Below are some records; output all of them exactly.
......
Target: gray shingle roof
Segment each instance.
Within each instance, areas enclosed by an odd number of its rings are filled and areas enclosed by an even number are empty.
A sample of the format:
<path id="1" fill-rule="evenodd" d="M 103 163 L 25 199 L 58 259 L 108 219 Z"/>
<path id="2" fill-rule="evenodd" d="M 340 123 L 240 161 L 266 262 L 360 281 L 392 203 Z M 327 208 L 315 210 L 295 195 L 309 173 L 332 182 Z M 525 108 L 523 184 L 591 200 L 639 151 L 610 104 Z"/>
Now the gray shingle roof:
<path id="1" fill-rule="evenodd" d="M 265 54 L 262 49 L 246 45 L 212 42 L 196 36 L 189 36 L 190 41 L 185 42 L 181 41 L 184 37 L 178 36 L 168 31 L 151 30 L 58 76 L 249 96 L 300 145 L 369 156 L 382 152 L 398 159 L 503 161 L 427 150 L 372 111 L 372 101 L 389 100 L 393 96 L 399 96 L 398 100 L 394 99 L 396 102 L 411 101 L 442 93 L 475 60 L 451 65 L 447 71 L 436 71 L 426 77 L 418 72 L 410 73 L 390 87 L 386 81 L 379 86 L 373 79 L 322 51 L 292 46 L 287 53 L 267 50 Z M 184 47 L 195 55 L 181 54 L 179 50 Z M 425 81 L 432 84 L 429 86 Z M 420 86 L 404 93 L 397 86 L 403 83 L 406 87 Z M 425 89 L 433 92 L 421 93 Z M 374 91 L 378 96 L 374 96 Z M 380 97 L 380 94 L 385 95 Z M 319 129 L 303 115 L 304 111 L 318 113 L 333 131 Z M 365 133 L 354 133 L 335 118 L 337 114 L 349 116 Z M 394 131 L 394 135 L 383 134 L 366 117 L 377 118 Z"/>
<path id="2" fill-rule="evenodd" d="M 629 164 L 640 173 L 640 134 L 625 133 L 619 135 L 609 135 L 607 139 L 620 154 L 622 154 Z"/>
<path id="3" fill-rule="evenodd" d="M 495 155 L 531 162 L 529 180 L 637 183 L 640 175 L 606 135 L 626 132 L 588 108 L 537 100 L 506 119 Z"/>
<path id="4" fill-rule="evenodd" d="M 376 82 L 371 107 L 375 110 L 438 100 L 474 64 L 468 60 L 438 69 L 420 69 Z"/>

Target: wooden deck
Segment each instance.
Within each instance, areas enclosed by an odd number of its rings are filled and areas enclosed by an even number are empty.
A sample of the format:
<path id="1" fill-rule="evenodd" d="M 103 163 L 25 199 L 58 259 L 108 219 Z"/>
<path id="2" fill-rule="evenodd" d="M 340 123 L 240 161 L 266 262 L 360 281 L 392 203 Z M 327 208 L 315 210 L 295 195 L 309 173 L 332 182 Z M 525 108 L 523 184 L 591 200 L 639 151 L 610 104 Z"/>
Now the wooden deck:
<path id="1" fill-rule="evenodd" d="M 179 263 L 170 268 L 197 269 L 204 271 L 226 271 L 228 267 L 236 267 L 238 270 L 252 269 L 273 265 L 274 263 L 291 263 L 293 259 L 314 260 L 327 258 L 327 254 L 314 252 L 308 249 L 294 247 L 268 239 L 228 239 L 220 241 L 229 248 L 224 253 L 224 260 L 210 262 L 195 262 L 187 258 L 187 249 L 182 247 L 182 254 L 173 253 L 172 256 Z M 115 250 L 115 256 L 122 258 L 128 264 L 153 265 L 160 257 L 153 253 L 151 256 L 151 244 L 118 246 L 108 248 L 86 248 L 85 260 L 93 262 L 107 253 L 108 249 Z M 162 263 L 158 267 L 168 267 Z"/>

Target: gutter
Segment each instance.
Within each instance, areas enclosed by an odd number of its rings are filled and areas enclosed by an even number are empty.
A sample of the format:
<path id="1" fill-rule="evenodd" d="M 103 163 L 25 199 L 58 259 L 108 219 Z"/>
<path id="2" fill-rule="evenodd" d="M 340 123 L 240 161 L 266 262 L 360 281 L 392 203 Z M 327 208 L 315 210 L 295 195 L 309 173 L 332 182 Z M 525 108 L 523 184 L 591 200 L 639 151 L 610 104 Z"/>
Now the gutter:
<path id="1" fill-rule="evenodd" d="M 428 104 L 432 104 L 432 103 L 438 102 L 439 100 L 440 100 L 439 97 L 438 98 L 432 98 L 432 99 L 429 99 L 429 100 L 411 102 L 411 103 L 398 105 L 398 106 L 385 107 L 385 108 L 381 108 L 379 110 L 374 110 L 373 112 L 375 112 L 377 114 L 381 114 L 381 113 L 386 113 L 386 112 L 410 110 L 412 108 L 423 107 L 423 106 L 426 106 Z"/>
......
**Response to this task:**
Target: gray shingle roof
Segment each instance.
Within each instance, areas enclosed by an odd number of its rings are filled and areas enclosed by an even number are empty.
A sample of the format:
<path id="1" fill-rule="evenodd" d="M 103 163 L 25 199 L 58 259 L 108 219 Z"/>
<path id="2" fill-rule="evenodd" d="M 340 123 L 240 161 L 266 262 L 360 281 L 392 203 Z M 327 208 L 315 210 L 295 195 L 309 173 L 332 182 Z M 525 108 L 523 184 L 591 200 L 639 151 L 610 104 Z"/>
Now the gray shingle roof:
<path id="1" fill-rule="evenodd" d="M 265 54 L 262 49 L 246 45 L 212 42 L 196 36 L 189 36 L 190 41 L 185 42 L 181 41 L 184 37 L 178 36 L 168 31 L 151 30 L 58 76 L 249 96 L 300 145 L 369 156 L 382 152 L 398 159 L 503 161 L 427 150 L 372 111 L 372 101 L 389 100 L 393 96 L 399 96 L 398 100 L 394 99 L 396 102 L 411 101 L 442 93 L 475 60 L 451 65 L 447 71 L 436 71 L 426 77 L 418 72 L 410 73 L 390 87 L 386 81 L 379 86 L 373 79 L 322 51 L 292 46 L 287 53 L 267 50 Z M 184 47 L 195 55 L 181 54 L 179 50 Z M 425 81 L 432 84 L 429 86 Z M 420 86 L 404 93 L 397 86 L 403 83 L 406 87 Z M 425 89 L 433 92 L 421 93 Z M 374 91 L 378 96 L 374 96 Z M 380 97 L 380 94 L 385 95 Z M 319 129 L 303 115 L 304 111 L 318 113 L 333 131 Z M 365 133 L 354 133 L 335 118 L 337 114 L 349 116 Z M 394 131 L 394 135 L 383 134 L 366 117 L 377 118 Z"/>
<path id="2" fill-rule="evenodd" d="M 629 164 L 640 173 L 640 134 L 625 133 L 619 135 L 609 135 L 607 139 L 620 154 L 622 154 Z"/>
<path id="3" fill-rule="evenodd" d="M 495 155 L 531 162 L 529 180 L 637 183 L 640 175 L 606 135 L 626 132 L 588 108 L 537 100 L 506 119 Z"/>
<path id="4" fill-rule="evenodd" d="M 376 82 L 371 107 L 375 110 L 438 100 L 474 64 L 468 60 L 438 69 L 420 69 Z"/>

Target: wooden deck
Segment each instance.
Within each instance, areas enclosed by an odd number of its rings are filled and areas enclosed by an even number are empty.
A sample of the format:
<path id="1" fill-rule="evenodd" d="M 103 163 L 25 199 L 58 259 L 108 219 Z"/>
<path id="2" fill-rule="evenodd" d="M 340 123 L 240 161 L 266 262 L 360 281 L 392 203 Z M 327 208 L 315 210 L 295 195 L 309 173 L 332 182 Z M 525 108 L 523 184 L 591 200 L 639 151 L 610 104 Z"/>
Now the wooden deck:
<path id="1" fill-rule="evenodd" d="M 179 263 L 170 268 L 197 269 L 204 271 L 226 271 L 228 267 L 236 267 L 238 270 L 252 269 L 273 265 L 274 263 L 291 263 L 293 259 L 314 260 L 327 258 L 327 254 L 314 252 L 308 249 L 294 247 L 268 239 L 228 239 L 220 241 L 229 248 L 224 253 L 224 260 L 210 262 L 195 262 L 187 258 L 187 249 L 182 247 L 182 254 L 173 253 L 172 256 Z M 115 250 L 115 256 L 122 258 L 128 264 L 153 265 L 160 257 L 153 253 L 151 256 L 151 244 L 118 246 L 108 248 L 86 248 L 85 260 L 93 262 L 107 253 L 108 249 Z M 162 263 L 158 267 L 168 267 Z"/>

Target: gutter
Segment each instance.
Within each instance, areas enclosed by an odd number of its rings are filled and areas enclosed by an even number are empty.
A sample of the format:
<path id="1" fill-rule="evenodd" d="M 103 163 L 25 199 L 58 259 L 108 219 Z"/>
<path id="2" fill-rule="evenodd" d="M 340 123 L 240 161 L 266 262 L 360 281 L 392 203 Z M 327 208 L 315 210 L 295 195 L 309 173 L 332 182 Z M 525 108 L 523 184 L 591 200 L 639 151 L 610 104 Z"/>
Now the gutter:
<path id="1" fill-rule="evenodd" d="M 428 104 L 432 104 L 432 103 L 438 102 L 439 100 L 440 100 L 439 97 L 438 98 L 432 98 L 432 99 L 429 99 L 429 100 L 411 102 L 411 103 L 398 105 L 398 106 L 385 107 L 385 108 L 381 108 L 379 110 L 374 110 L 373 112 L 375 112 L 377 114 L 381 114 L 381 113 L 386 113 L 386 112 L 410 110 L 412 108 L 423 107 L 423 106 L 426 106 Z"/>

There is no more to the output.